- Task brief: Filter the data for "carving" and copy matching lines.
++++
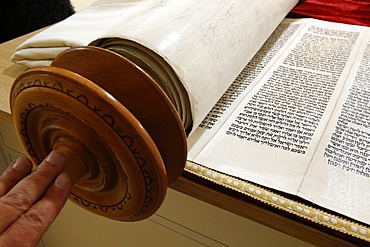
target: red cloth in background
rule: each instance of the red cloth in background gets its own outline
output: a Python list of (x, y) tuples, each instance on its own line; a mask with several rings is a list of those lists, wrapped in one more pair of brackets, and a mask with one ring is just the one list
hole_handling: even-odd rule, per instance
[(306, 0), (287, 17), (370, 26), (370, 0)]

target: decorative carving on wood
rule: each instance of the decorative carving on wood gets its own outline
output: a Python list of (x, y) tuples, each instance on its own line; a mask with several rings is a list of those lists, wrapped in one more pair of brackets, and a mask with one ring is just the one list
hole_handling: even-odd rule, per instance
++++
- Your response:
target: decorative carving on wood
rule: each instance of the decorative carving on wood gets its own outline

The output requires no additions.